* _TESTO DI PARTENZA_
★ ★ ★

Gli eccipienti, vale a dire le sostanze “biologicamente inerti” aggiunte a un farmaco per migliorarne sapore, colore, efficienza di assorbimento, modalità e tempi d’azione nell’organismo, sono generalmente ritenuti sicuri e innocui per chi li assume, a seguito degli esiti favorevoli di innumerevoli test condotti nel corso di decenni e dall’esteso uso in pratica clinica.
Tuttavia, ciò che vale per molte persone non vale per tutti. Una recente ricerca condotta in collaborazione tra due prestigiosi centri di ricerca statunitensi, il Massachusetts Institute of Technology e il Brigham and Women’s Hospital – Harvard Medical School di Boston, indica infatti che molti dei composti teoricamente “inattivi” contenuti in una compressa, in una capsula, in una polvere effervescente o in uno sciroppo possono, in realtà, essere all’origine di intolleranze, reazioni allergiche e da ipersensibilità in pazienti suscettibili.
Nella maggioranza dei casi non si tratta di reazioni gravi, limitandosi spesso a mal di testa, disturbi gastroenterici, prurito o altre manifestazioni dermatologiche. Tuttavia, questi inconvenienti possono indurre a interrompere o ad assumere in modo discontinuo un trattamento necessario (riducendone l’efficacia) oppure possono peggiorare la malattia di base che dovrebbero curare, soprattutto nelle persone più fragili e debilitate o che devono assumere molti farmaci diversi contemporaneamente, come gli anziani.
Per esempio, un eccipiente che causa disturbi gastroenterici come nausea o diarrea può impedire di alimentarsi in modo adeguato o di assorbire i nutrienti necessari a livello intestinale, mentre un composto “inattivo” che induce prurito notturno può ostacolare il riposo e promuovere stanchezza e senso di malessere durante il giorno.
Purtroppo, benché tutte le sostanze contenute in un farmaco siano elencate per legge nel foglietto illustrativo, non è così semplice né per chi lo assume né per il medico che lo prescrive avere una piena consapevolezza dei rischi associati, dal momento che i dosaggi dei singoli eccipienti non sono segnalati e che molti composti diventano potenzialmente dannosi soltanto in seguito ad accumulo in caso di uso continuativo e non dopo una o poche assunzioni.

★ ★ ★

* _MATERIALE FORNITO_
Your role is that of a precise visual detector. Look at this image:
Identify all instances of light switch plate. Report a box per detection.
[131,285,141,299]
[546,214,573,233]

★ ★ ★

* _COMPITO DA SVOLGERE_
Secondo il testo sugli eccipienti, quali due centri di ricerca statunitensi hanno condotto insieme la recente ricerca?

* _RISULTATO FINALE_
Il Massachusetts Institute of Technology e il Brigham and Women’s Hospital – Harvard Medical School di Boston.